[Excerpted records — start]
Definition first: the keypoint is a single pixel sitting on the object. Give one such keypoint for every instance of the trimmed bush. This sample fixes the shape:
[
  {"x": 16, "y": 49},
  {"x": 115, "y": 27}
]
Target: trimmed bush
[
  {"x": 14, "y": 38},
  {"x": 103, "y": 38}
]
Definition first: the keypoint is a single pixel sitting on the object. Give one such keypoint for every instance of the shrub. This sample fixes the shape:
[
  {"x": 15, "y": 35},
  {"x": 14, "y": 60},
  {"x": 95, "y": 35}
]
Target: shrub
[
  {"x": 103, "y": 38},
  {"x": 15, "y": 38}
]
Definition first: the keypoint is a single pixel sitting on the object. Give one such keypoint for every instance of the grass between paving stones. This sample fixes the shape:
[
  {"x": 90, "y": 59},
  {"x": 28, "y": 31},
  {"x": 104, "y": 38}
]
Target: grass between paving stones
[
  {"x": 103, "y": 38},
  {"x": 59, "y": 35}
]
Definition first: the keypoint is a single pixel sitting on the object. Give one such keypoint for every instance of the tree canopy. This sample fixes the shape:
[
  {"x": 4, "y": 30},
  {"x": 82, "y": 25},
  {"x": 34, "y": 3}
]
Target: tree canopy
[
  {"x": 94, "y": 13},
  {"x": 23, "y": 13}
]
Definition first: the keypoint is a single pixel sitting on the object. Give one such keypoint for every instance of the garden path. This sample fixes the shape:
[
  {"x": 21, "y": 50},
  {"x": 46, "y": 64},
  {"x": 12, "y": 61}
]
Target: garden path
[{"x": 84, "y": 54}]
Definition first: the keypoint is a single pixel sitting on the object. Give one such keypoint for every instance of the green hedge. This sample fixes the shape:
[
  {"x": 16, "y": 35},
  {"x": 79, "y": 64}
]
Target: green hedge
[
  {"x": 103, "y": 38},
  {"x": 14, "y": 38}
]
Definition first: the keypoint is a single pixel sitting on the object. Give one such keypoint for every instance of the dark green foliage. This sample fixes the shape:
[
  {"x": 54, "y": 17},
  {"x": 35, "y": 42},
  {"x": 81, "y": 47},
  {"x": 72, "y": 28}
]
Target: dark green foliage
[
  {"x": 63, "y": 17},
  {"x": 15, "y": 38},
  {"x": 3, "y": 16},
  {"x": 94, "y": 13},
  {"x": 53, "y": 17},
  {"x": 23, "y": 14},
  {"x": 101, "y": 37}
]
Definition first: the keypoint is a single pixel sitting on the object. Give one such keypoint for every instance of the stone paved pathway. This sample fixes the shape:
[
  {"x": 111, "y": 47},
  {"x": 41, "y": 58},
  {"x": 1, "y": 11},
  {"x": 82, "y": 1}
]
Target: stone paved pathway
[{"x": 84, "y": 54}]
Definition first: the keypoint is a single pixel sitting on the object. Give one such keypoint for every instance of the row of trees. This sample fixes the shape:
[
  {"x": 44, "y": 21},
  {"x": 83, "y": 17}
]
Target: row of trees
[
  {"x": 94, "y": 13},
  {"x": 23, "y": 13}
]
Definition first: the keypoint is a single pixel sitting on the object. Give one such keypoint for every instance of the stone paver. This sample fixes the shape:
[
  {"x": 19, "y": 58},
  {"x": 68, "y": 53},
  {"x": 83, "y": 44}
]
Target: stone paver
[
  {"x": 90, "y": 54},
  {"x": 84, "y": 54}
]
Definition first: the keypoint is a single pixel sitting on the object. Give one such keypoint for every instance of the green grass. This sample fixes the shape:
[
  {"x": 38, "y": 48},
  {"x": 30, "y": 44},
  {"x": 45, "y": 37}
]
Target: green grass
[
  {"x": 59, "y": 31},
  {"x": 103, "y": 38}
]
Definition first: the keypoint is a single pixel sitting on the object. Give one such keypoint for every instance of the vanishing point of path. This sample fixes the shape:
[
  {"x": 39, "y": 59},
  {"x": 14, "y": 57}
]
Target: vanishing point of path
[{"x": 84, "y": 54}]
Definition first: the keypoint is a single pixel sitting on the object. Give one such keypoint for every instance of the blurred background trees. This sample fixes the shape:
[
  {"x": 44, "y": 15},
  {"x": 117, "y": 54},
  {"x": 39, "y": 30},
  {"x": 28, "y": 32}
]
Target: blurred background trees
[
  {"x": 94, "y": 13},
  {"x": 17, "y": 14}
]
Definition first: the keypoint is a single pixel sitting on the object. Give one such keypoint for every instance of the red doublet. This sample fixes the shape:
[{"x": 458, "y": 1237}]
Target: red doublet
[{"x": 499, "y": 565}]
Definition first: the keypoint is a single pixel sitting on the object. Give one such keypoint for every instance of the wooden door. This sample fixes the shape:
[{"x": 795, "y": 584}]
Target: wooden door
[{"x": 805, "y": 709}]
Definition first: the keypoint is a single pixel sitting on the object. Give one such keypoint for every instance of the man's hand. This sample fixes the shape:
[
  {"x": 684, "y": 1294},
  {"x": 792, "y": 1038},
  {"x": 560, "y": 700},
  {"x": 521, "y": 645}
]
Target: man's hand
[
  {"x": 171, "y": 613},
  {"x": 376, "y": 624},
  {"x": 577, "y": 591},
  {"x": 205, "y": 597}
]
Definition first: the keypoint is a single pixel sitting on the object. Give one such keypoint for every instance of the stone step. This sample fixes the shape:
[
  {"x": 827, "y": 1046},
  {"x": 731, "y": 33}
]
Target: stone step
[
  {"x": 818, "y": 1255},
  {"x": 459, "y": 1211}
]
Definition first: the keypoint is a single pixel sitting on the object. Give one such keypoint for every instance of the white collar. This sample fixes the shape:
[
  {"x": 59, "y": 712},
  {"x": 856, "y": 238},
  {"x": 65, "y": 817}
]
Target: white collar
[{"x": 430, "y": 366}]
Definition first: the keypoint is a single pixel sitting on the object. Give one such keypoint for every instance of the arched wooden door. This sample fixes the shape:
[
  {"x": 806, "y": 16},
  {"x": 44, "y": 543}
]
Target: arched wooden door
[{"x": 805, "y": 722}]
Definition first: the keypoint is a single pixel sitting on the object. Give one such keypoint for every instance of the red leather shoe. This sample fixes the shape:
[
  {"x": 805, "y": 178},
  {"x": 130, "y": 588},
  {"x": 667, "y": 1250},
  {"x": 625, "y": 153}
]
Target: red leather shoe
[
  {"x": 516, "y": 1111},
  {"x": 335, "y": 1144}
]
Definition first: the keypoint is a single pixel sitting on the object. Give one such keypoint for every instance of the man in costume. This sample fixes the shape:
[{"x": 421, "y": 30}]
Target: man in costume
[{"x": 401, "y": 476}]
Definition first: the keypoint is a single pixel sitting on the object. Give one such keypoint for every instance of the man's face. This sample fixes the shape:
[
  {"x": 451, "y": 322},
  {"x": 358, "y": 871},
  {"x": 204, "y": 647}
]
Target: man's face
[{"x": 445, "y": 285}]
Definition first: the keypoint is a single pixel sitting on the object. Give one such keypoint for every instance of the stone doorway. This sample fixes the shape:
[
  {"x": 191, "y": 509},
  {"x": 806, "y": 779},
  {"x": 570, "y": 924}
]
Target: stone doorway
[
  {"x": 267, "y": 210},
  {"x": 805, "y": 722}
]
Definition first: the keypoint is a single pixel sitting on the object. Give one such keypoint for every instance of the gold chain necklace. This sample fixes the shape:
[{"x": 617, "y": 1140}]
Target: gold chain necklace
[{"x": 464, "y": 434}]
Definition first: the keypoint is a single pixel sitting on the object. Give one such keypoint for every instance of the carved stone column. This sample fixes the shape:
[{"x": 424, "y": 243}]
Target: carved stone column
[Excerpted records — finish]
- Exercise brief -
Collect every line from the records above that contains the word "carved".

- Answer to this task -
Definition first: the keypoint is a single pixel sitting on the object. Give one such keypoint for every instance of the carved stone column. This sample fixes the shape:
Target: carved stone column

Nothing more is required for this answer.